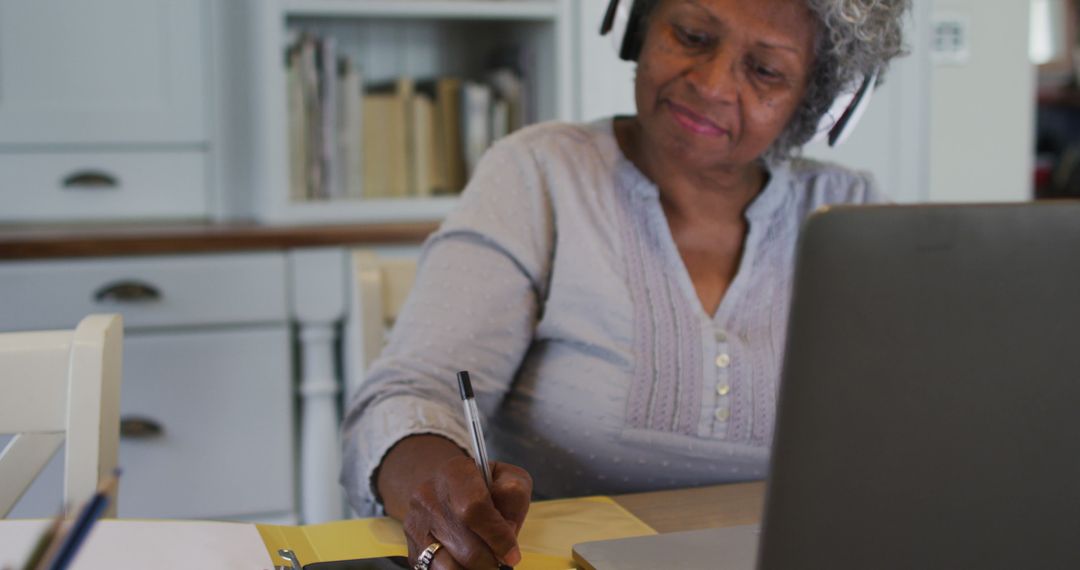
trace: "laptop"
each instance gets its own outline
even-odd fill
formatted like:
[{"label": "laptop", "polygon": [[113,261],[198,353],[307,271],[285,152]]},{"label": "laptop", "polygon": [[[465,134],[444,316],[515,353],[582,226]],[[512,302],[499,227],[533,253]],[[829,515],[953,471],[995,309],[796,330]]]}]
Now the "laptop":
[{"label": "laptop", "polygon": [[778,406],[760,532],[578,563],[1080,568],[1080,202],[811,216]]}]

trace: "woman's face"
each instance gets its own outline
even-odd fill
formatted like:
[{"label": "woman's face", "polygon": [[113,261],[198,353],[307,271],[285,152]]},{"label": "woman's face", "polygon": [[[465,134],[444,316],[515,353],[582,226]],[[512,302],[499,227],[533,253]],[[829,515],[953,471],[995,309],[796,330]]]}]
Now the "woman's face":
[{"label": "woman's face", "polygon": [[661,0],[635,81],[646,152],[693,167],[757,159],[802,100],[815,33],[805,0]]}]

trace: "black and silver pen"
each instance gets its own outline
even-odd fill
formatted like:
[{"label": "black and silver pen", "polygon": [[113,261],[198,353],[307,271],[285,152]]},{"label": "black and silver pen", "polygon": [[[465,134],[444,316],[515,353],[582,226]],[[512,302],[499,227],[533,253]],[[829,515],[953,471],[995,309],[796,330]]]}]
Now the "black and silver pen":
[{"label": "black and silver pen", "polygon": [[[491,489],[491,464],[488,463],[487,446],[484,444],[484,428],[480,425],[480,411],[476,409],[476,398],[473,396],[472,381],[469,373],[465,370],[457,373],[458,391],[461,392],[461,403],[465,407],[465,421],[469,424],[469,435],[472,436],[473,461],[476,467],[484,474],[484,484]],[[499,570],[513,570],[505,564],[499,564]]]},{"label": "black and silver pen", "polygon": [[462,370],[457,373],[458,390],[461,392],[461,403],[465,406],[465,421],[469,424],[469,435],[472,436],[473,460],[476,467],[484,474],[484,483],[491,488],[491,465],[488,464],[487,446],[484,445],[484,428],[480,425],[480,411],[476,409],[476,398],[473,396],[472,381],[469,373]]}]

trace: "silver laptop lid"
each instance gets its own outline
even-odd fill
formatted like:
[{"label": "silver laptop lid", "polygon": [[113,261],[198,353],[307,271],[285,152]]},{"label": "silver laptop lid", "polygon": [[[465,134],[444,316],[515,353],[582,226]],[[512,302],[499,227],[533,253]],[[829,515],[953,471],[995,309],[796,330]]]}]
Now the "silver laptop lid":
[{"label": "silver laptop lid", "polygon": [[1080,203],[835,208],[795,283],[760,568],[1080,568]]},{"label": "silver laptop lid", "polygon": [[669,532],[574,545],[581,570],[752,570],[758,526]]}]

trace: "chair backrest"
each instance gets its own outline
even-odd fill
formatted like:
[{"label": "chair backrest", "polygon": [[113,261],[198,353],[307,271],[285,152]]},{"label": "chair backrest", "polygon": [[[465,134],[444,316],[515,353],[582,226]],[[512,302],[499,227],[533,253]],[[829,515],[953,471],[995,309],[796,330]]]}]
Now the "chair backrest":
[{"label": "chair backrest", "polygon": [[354,286],[347,342],[355,356],[349,364],[349,393],[382,352],[386,333],[416,280],[416,259],[385,257],[358,249],[352,254],[352,273]]},{"label": "chair backrest", "polygon": [[[0,334],[0,518],[65,443],[64,505],[78,508],[116,468],[120,436],[119,315],[75,330]],[[106,516],[115,516],[112,501]]]}]

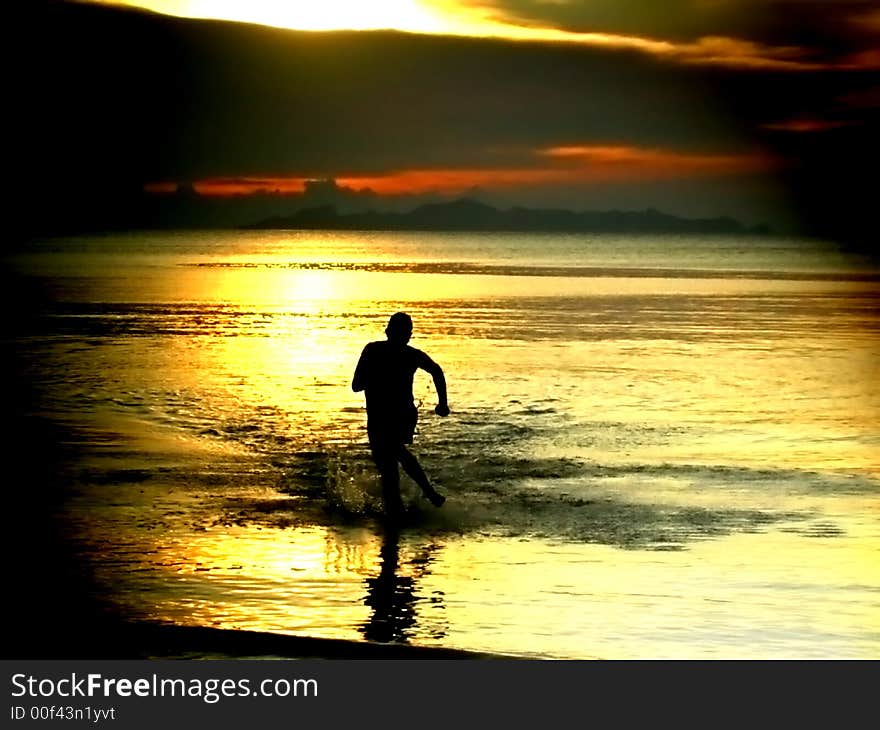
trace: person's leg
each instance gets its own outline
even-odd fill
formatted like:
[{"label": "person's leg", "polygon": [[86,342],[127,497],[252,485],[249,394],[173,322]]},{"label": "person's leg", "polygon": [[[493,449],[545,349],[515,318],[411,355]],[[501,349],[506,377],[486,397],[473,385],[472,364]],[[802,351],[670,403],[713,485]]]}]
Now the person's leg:
[{"label": "person's leg", "polygon": [[382,439],[370,439],[370,451],[382,480],[382,501],[385,514],[395,519],[403,513],[403,500],[400,498],[400,472],[397,470],[397,455],[393,446]]},{"label": "person's leg", "polygon": [[422,492],[431,504],[435,507],[439,507],[446,501],[446,497],[431,486],[431,482],[428,481],[428,477],[425,474],[424,469],[422,469],[422,465],[419,464],[418,459],[409,452],[406,446],[401,445],[397,452],[397,458],[400,461],[403,470],[422,488]]}]

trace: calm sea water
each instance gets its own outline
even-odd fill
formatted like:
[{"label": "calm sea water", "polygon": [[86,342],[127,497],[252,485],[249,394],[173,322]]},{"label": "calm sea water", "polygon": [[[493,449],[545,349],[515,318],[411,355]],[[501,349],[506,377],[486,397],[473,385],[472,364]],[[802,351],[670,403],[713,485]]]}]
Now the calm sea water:
[{"label": "calm sea water", "polygon": [[[880,656],[880,275],[782,238],[39,241],[14,272],[71,550],[122,615],[560,658]],[[361,348],[409,312],[381,530]]]}]

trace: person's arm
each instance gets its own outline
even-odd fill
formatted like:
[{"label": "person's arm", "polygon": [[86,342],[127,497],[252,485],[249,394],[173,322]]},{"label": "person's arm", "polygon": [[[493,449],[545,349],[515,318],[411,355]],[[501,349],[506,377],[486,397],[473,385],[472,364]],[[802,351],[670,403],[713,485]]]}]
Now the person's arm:
[{"label": "person's arm", "polygon": [[367,349],[369,345],[367,345],[363,352],[361,352],[361,357],[358,360],[357,367],[354,369],[354,377],[351,379],[351,389],[355,393],[359,393],[364,388],[367,387]]},{"label": "person's arm", "polygon": [[434,388],[437,391],[437,407],[434,408],[434,413],[438,416],[448,416],[449,404],[446,402],[446,376],[443,374],[443,368],[427,355],[424,356],[421,368],[434,379]]}]

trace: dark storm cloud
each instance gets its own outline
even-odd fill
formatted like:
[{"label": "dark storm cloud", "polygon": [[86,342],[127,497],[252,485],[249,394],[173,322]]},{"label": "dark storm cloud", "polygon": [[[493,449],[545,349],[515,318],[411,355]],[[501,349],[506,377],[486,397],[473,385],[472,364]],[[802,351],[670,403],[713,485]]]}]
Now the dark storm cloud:
[{"label": "dark storm cloud", "polygon": [[[576,33],[613,33],[643,38],[691,40],[731,35],[744,28],[743,2],[700,0],[463,0],[465,7],[492,12],[498,19]],[[721,33],[720,30],[724,29]]]},{"label": "dark storm cloud", "polygon": [[880,46],[875,0],[463,0],[494,17],[575,33],[608,33],[677,43],[737,38],[800,48],[841,63]]}]

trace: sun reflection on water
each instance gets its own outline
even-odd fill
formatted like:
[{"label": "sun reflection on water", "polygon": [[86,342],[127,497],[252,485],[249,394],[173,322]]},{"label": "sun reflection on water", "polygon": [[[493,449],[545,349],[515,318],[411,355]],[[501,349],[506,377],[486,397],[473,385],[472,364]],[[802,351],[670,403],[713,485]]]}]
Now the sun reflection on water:
[{"label": "sun reflection on water", "polygon": [[[151,618],[224,628],[438,640],[442,592],[420,587],[439,546],[369,527],[231,526],[161,540],[161,572],[181,596]],[[185,596],[185,597],[184,597]]]}]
=-=-=
### Problem statement
Among the entries above, how many lines hold the word "trace"? Reply with only that number.

### Answer to this exercise
10